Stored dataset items
• • •
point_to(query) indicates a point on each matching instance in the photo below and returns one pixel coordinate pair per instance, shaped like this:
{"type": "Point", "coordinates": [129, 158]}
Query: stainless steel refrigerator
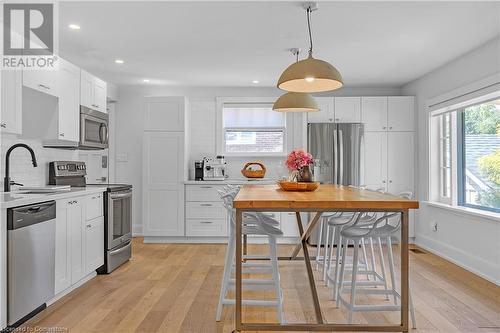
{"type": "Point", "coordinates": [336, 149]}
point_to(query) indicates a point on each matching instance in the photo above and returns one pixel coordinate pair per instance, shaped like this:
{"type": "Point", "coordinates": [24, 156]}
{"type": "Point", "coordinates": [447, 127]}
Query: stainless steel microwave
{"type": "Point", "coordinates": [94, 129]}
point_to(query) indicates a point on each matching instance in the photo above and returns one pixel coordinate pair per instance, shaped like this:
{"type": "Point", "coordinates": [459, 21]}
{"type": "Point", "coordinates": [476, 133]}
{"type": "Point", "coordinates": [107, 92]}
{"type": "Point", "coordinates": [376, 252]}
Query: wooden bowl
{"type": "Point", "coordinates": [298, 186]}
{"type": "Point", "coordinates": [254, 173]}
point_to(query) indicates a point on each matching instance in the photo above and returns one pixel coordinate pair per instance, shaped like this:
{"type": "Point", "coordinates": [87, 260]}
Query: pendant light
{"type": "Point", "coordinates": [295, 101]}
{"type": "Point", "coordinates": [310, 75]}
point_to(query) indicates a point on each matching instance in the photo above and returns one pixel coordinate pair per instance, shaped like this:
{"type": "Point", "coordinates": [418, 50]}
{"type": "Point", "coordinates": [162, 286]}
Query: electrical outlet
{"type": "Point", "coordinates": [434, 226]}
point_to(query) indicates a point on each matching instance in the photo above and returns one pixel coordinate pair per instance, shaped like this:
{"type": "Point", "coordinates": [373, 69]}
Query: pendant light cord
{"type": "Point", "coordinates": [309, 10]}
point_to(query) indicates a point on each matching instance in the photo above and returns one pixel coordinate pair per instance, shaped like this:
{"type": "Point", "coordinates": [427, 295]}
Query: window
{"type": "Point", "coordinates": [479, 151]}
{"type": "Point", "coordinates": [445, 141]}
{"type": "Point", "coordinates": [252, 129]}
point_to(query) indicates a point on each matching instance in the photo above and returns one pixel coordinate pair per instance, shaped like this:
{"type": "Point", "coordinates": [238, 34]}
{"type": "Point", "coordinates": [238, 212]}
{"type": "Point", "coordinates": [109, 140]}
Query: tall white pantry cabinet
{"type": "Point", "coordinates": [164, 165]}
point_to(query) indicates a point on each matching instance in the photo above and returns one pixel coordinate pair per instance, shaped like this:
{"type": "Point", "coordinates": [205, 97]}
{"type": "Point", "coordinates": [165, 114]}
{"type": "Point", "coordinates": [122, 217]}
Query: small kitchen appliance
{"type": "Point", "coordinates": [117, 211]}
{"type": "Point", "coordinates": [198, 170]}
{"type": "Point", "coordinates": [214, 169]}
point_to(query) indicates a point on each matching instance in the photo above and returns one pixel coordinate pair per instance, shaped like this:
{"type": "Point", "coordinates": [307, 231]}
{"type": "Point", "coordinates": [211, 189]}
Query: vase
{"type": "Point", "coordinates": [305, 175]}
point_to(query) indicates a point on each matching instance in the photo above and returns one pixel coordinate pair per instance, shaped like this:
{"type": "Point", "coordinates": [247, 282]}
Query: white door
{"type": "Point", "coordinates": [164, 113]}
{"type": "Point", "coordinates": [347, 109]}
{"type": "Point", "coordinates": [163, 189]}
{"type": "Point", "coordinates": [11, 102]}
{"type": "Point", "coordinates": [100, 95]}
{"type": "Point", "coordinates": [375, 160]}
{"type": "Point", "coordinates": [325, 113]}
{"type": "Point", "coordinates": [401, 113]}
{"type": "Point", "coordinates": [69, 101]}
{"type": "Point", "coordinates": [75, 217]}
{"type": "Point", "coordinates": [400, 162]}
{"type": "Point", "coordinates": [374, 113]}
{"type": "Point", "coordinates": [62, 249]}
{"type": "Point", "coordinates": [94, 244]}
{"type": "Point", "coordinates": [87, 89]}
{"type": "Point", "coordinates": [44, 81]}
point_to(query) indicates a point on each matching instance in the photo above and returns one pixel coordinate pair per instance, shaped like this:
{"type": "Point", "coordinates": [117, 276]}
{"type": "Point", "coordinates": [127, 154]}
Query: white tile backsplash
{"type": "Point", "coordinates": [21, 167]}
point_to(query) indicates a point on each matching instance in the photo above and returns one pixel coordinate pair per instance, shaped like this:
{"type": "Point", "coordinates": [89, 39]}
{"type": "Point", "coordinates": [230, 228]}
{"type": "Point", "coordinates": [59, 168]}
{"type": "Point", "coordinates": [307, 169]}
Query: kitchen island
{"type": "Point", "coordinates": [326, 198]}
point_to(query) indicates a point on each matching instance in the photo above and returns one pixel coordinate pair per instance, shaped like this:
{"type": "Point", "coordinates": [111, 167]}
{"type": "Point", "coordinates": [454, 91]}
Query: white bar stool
• • •
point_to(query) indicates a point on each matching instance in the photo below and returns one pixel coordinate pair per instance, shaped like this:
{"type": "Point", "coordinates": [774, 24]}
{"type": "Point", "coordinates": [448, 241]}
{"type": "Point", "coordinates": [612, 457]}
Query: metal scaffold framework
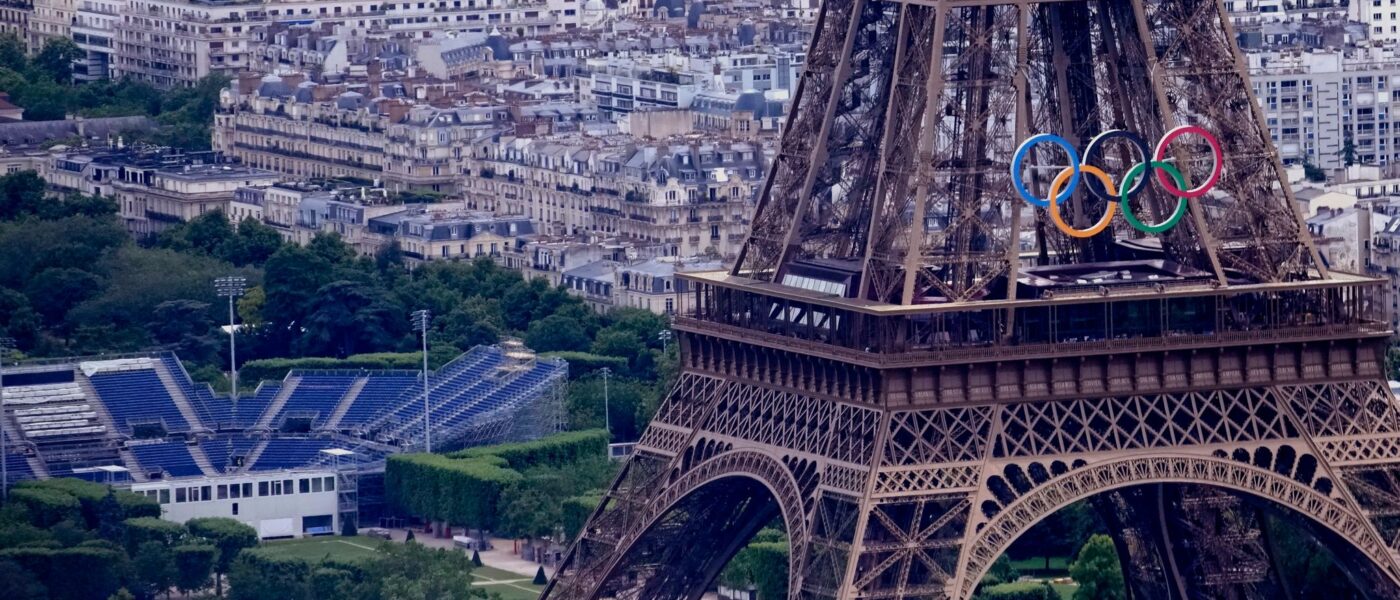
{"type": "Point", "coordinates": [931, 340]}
• • •
SET PROBLEM
Extract each line from the items above that contains the word "stainless".

RESPONSE
Query: stainless steel refrigerator
Query: stainless steel microwave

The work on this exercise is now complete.